/---

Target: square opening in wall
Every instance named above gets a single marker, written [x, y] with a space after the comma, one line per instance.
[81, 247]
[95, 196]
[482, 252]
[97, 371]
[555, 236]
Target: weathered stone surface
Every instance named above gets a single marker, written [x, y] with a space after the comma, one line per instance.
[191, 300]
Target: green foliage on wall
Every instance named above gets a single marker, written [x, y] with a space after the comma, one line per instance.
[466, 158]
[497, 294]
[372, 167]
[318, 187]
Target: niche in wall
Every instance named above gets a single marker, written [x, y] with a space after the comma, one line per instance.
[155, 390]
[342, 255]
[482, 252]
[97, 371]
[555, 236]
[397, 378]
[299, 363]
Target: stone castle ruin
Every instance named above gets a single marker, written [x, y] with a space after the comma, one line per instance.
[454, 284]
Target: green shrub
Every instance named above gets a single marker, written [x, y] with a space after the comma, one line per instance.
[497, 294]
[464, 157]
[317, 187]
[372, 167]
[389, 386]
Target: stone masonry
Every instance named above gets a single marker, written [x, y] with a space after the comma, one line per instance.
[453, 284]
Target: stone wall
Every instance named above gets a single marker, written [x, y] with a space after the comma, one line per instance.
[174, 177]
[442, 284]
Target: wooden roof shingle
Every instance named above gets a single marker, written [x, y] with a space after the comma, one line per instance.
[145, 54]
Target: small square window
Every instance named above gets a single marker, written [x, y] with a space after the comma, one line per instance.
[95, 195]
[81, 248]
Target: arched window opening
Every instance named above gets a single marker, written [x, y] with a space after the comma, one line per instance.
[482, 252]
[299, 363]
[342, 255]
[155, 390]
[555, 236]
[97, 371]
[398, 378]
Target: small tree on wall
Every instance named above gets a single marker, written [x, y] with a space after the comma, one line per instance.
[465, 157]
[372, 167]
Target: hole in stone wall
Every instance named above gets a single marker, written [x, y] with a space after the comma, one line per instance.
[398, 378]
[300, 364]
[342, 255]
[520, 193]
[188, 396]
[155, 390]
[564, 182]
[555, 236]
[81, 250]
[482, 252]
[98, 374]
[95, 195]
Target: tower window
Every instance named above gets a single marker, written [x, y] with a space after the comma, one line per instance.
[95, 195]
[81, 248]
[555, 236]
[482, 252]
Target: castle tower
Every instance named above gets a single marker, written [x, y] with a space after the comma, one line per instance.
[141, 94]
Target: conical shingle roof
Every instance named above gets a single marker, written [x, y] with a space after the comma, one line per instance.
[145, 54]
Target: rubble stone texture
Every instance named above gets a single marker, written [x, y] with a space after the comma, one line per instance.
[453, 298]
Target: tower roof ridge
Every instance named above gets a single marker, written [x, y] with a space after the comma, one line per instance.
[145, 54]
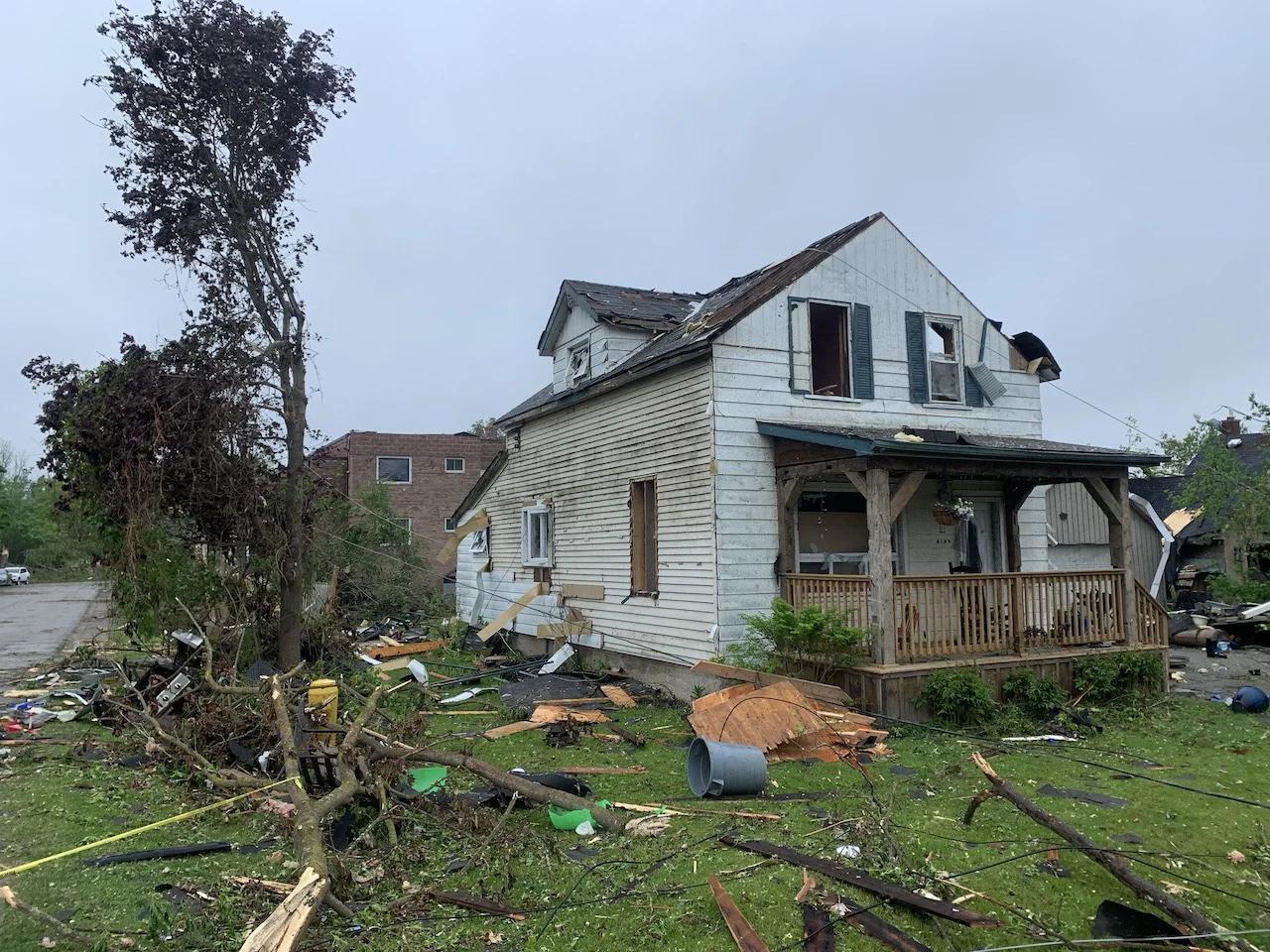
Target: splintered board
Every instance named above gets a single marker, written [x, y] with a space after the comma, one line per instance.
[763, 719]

\---
/---

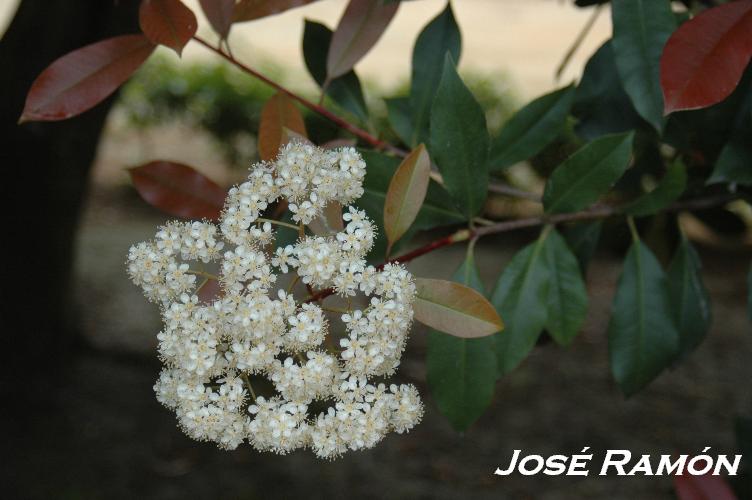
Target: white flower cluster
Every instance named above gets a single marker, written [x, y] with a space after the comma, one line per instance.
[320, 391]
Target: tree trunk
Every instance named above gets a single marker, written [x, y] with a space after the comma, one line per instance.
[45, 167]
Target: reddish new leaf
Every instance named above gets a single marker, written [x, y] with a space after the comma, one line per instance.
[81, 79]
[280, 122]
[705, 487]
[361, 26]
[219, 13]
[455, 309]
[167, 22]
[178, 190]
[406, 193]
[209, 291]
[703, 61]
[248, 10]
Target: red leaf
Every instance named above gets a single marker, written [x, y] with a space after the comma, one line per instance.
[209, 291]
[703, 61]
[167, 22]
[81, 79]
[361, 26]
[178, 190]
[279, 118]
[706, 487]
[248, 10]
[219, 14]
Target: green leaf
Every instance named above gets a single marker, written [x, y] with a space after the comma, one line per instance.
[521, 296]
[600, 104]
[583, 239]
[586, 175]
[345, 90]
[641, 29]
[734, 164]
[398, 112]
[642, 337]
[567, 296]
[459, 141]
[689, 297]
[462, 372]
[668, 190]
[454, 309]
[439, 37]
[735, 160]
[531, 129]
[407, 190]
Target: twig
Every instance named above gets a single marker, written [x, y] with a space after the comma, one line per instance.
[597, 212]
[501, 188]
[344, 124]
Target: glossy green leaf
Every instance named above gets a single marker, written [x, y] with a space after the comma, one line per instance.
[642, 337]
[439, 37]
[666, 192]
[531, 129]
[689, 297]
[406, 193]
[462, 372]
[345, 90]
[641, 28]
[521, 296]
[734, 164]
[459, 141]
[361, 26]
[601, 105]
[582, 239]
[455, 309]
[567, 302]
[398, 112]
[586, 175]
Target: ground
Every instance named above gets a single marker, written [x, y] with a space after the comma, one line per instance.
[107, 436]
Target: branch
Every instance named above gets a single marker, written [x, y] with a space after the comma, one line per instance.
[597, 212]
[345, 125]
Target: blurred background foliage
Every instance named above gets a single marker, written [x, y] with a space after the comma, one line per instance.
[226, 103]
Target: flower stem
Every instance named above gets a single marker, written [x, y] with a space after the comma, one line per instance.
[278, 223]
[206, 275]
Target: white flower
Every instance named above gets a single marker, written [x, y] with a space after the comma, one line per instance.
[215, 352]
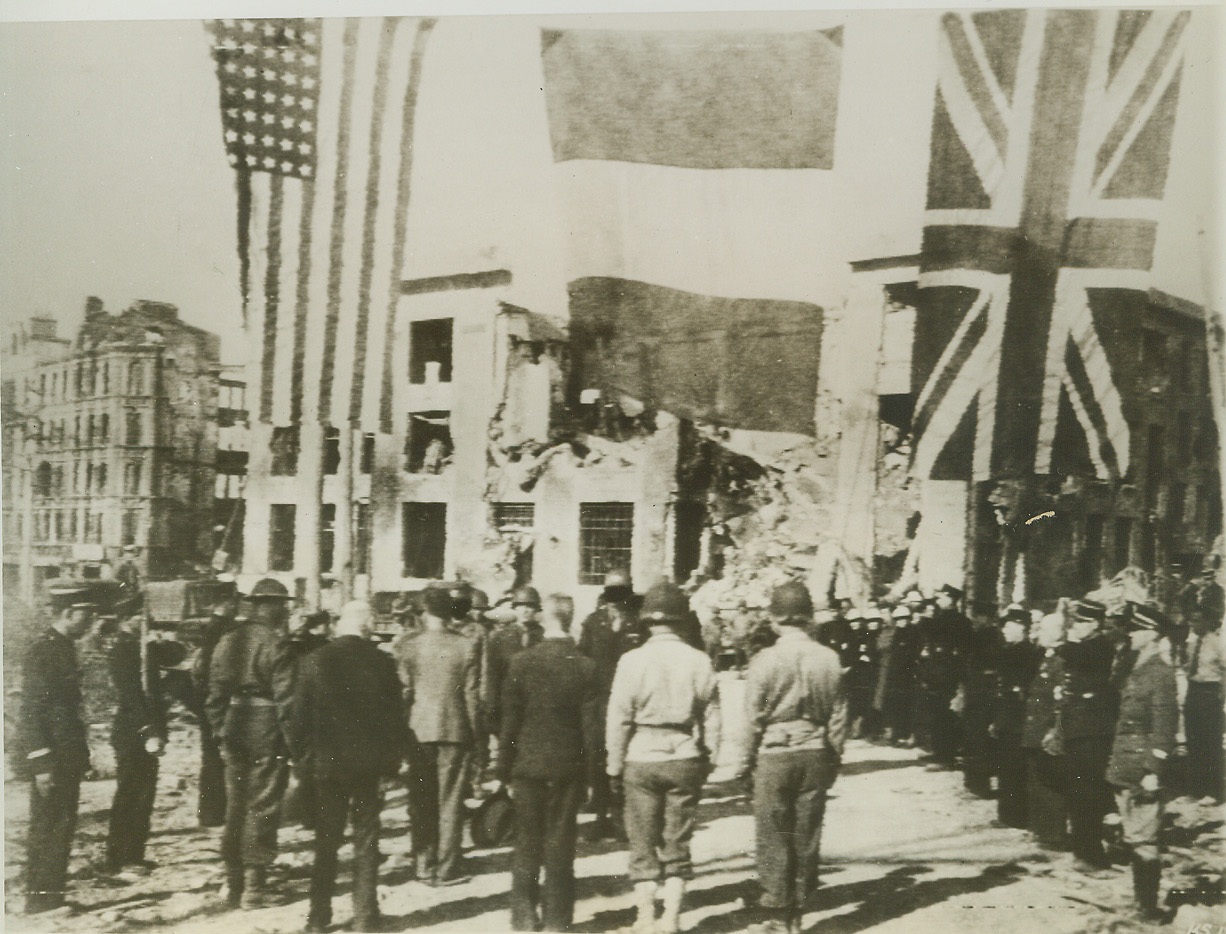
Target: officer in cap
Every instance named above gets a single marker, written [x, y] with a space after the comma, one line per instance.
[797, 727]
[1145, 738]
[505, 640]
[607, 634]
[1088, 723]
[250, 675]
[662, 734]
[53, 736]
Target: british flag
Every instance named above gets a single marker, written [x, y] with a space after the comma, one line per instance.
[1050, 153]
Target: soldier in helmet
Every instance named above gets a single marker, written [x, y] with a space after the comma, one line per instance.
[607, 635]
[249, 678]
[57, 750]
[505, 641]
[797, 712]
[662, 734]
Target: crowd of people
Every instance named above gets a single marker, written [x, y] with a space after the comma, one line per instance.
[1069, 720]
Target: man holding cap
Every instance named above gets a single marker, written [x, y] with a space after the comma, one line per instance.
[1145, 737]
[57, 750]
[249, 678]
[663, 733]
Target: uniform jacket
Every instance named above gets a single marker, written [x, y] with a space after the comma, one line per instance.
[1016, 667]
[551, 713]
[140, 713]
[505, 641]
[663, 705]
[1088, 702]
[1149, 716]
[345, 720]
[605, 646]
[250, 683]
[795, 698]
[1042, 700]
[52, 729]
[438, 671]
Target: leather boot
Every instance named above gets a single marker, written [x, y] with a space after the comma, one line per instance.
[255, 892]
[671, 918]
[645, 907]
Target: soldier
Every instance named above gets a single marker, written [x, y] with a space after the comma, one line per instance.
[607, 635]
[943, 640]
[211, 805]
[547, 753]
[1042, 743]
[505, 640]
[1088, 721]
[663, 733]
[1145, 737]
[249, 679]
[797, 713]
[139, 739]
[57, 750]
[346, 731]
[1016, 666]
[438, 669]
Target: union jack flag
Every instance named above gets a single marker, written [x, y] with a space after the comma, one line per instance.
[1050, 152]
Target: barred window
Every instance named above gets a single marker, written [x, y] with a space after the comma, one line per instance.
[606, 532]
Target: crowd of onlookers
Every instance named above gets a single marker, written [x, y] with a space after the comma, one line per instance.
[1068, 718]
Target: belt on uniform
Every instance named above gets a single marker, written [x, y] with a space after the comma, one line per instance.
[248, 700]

\---

Could you please find every line of the listing above holding the string "shingle" and copy it?

Target: wooden roof shingle
Target: conical shingle roof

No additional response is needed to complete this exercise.